- _Excerpt provided_:
▼

It’s extremely difficult with our perspective to look back to this time when the events happened. The court said there was no way Grünenthal could have known that the sedative could have these dramatic effects. According to everything I have read and heard, there was no way the tragedy could have been avoided. The tragedy for the Wirtz family is that we cannot undo it.

Wirtz’s comments prompt the question: what exactly had he ‘read and heard’? For example, had he read the documents which detail the red-flag queries to Grünenthal about thalidomide-related malformations by Dr K (1959), pharmacist Koch (1960) and Dr Brandt (1961)? Or perhaps Wirtz was relying on Grünenthal’s sanitised version of history, ‘The Thalidomide Tragedy’ which read like the product of an in-house public relations team, and was full of errors and misrepresentations. For example, it claimed that it took more than two years after the tragedy to find proof of the malforming effect of thalidomide in animal experiments. The truth is that Distillers found hints within weeks and proof in just a few months.

Wirtz’s claim that the tragedy was unavoidable is a fallacy. So too was any claim that the court hearing the criminal charges against Grünenthal executives had exonerated Grünenthal. First, the criminal trial was abandoned before the responsibility for malformations was properly considered. ‘No actual taking of evidence has occurred,’ the judgment said. Second, the court said that, had the trial continued, it ‘is possible that further taking of evidence would confirm the predictability of malformations’.

▲

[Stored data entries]
▼

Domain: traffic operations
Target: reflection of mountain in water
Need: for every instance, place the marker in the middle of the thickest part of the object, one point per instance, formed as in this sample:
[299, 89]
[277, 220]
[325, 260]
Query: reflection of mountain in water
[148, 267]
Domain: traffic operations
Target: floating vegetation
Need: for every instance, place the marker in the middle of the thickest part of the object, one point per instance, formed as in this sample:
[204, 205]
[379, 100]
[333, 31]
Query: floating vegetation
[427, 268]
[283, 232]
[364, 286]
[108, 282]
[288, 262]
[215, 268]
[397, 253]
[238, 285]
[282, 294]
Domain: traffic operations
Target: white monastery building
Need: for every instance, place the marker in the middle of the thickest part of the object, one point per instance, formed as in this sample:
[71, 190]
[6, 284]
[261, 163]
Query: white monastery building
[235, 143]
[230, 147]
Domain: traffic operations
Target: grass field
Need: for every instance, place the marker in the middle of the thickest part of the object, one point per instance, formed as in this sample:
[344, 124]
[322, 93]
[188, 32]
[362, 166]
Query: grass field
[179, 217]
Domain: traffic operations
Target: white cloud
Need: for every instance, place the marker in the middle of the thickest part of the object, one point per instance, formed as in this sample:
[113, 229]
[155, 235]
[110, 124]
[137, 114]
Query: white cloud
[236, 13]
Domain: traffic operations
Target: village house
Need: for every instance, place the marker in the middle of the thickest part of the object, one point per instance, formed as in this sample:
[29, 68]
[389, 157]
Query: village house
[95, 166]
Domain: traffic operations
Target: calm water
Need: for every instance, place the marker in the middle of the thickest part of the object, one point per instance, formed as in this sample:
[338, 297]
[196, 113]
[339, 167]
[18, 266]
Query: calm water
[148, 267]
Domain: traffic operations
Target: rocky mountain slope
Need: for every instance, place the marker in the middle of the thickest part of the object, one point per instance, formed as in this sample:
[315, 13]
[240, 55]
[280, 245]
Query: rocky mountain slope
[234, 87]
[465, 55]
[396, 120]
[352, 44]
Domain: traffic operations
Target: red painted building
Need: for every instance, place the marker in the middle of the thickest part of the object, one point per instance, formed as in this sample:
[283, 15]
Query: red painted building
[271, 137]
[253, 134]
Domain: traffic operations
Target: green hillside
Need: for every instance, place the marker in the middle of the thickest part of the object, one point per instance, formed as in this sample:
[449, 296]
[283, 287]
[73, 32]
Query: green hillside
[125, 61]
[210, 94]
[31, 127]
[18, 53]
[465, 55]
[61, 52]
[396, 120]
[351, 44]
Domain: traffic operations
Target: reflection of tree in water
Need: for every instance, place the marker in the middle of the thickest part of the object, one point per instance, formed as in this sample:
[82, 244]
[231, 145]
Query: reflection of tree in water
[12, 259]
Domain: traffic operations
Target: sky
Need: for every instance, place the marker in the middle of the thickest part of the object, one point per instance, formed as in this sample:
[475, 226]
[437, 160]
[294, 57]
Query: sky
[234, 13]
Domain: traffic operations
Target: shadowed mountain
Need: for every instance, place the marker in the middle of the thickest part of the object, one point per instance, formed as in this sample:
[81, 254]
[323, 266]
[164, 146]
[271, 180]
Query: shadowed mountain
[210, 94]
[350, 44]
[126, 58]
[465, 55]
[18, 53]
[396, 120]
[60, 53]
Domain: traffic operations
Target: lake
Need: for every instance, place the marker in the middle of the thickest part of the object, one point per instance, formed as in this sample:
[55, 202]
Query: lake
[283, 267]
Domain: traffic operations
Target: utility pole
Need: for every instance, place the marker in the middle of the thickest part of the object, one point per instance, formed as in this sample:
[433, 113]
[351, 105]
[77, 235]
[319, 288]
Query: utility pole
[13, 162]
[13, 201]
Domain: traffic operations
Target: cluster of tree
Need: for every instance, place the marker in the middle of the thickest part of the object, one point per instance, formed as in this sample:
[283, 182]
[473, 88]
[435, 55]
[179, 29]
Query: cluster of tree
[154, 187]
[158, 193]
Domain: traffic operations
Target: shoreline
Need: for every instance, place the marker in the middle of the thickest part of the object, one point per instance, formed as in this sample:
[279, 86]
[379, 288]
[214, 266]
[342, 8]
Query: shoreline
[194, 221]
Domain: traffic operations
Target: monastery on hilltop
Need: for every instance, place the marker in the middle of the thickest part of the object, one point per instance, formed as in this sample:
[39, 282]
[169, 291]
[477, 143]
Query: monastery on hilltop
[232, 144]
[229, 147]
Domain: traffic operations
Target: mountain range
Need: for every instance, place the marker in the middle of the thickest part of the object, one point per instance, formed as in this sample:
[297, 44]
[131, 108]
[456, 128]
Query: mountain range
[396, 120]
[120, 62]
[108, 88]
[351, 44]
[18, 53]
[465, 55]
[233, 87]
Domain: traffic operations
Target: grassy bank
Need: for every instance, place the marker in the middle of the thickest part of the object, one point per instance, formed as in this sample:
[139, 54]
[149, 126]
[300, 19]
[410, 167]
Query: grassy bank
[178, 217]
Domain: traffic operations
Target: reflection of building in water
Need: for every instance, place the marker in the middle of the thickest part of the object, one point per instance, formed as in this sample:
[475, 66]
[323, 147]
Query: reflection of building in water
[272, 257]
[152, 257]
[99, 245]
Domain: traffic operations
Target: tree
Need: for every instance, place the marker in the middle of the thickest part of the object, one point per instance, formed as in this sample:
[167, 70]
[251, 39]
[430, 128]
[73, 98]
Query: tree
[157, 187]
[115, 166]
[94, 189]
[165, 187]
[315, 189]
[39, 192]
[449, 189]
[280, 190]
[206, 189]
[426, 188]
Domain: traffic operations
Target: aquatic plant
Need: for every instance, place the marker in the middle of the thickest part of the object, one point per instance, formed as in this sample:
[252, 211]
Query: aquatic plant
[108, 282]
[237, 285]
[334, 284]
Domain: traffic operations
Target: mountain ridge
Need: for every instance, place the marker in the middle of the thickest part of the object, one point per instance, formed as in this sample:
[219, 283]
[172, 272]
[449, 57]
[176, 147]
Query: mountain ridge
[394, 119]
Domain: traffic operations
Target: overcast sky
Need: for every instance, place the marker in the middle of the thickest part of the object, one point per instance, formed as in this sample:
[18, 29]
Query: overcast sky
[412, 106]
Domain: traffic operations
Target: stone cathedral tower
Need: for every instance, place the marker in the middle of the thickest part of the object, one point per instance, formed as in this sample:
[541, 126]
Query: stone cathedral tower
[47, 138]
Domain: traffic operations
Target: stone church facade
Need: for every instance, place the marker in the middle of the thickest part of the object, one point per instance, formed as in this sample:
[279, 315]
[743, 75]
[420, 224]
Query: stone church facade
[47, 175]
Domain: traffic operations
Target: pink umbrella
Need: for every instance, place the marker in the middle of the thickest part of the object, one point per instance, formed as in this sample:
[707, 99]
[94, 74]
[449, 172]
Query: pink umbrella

▲

- _Exercise instructions_: In the thalidomide excerpt, what did the judgment say about the taking of evidence in the abandoned criminal trial? These items play no part in what is asked here.

- _Exercise solution_: The judgment said, "No actual taking of evidence has occurred."